__YOUR TASK__:
Could you continue the piece about Time's picks for the worst songs of 2016, picking up right after its final line?

··· EXTRACTED TEXT

The Grammy’s may celebrate the best in music, but Time annually recognizes the not-so-best in tunes from the music industry and this year’s roundup is full of surprises.
And while Time’s picks seem solid, Fresh Radio’s Toni Ross is surprised by some of the magazine’s selections.
“When I think ‘worst song,’ I would think [it’s] a song that wasn’t commercially successful and that has that ‘ugh, not again’ response by listeners,” says Ross. “A song I will say I could do without hearing again was the Pen Apple Pineapple Pen song. I realize it wasn’t a real song, but there was a solid three weeks where people continued to talk about it and how bad it was, so that should be on the top of the list of Worst Songs from 2016.”
So who snags the top spot as the artist to deliver the worst song of the year according to Time?
Take a look.

······
··· ENTRIES SUPPLIED

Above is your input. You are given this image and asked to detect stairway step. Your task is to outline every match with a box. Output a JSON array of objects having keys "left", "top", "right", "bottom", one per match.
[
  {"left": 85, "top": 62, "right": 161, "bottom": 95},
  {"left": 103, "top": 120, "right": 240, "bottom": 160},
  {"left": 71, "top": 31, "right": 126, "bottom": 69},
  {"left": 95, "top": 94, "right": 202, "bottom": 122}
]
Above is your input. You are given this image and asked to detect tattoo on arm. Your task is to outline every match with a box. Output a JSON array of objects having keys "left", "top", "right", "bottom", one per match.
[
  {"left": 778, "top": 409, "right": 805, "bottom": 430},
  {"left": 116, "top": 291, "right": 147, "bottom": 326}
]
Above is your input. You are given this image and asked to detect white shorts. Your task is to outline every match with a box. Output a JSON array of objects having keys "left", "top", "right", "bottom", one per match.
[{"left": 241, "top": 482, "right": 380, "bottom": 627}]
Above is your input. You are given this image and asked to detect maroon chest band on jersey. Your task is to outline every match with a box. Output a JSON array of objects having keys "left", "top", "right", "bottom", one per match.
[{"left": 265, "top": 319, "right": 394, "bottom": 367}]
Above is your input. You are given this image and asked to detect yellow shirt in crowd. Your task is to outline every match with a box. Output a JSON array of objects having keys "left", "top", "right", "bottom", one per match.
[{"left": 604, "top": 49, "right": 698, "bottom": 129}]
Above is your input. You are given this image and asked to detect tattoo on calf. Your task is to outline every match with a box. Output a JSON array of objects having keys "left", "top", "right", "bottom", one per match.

······

__WRITTEN ANSWER__:
It’s been a long 20 weeks for radio listeners as this song continues to dominate the airwaves.
According to Billboard, Graham’s only hit peaked at number two and currently sits at number six.
“Good luck explaining the meteoric popularity of this (yes catchy) chewy contemporary pop-rock ballad, which makes a listener yearn for the artistic integrity of a band like Maroon 5,” Time writes.
This song was among some of the shockers for Ross.
“Lukas Graham’s 7 Years made the list which I found shocking,” says Ross. “The song was an emotional yet catchy ballad that many of us can relate to.”
Calling the song a “caricature” of the songstress, Time calls Private Show a minimalist pop track.
“But the superstar’s girly-girl voice gets distorted in overproduction, while uncomfortable allusions to work a stripper pole feel more forced than enticing,” Time says.
The song made it onto the scene in August and opened on Billboard’s top 10.
Listeners first heard the song in the spring, which is featured as a bonus track single. The song peaked at number three on Billboard and remains at number 78 as of Nov. 29.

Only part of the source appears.